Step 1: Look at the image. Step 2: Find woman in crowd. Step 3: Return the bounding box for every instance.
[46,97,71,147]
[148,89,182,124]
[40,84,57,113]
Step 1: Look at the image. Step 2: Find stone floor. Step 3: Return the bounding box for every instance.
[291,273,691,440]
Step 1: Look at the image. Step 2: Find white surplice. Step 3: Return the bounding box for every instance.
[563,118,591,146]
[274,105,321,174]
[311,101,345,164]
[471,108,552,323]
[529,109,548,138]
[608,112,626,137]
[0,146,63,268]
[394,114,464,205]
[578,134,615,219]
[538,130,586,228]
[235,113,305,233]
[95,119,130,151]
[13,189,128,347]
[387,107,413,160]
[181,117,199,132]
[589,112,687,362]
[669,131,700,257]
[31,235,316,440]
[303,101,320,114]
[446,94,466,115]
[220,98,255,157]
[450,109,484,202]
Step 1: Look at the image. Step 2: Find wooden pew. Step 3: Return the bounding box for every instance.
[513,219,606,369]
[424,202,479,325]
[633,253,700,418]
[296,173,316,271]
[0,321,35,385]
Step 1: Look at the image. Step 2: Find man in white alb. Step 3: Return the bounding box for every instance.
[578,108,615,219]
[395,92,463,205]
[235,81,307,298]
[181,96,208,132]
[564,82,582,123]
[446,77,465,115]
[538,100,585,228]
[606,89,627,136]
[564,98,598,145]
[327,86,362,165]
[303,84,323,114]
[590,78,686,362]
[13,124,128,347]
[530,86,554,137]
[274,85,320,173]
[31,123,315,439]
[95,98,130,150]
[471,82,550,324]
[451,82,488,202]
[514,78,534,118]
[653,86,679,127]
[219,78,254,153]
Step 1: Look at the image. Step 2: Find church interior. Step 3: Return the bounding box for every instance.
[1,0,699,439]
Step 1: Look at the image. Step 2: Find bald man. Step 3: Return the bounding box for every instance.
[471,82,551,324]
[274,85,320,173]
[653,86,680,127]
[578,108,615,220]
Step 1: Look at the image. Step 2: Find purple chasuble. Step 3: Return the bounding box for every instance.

### Work request
Reproduce, with no other lines, the run of lines that begins with the one containing "Step 1: Look at the image. Step 2: Find church" and ends with the last line of the material.

### Task result
Step 1: Look at the image. Step 2: Find church interior. Step 3: Return the bounding box for every instance.
[1,0,699,439]
Step 1: Look at the image. Step 2: Find bald man. Step 3: Return the bounding box for every instance.
[471,82,551,324]
[274,85,320,173]
[653,86,680,127]
[578,108,615,220]
Step 1: Look at the image. Step 2: Find purple chasuble. Step 3: Return the bounding box for every instance.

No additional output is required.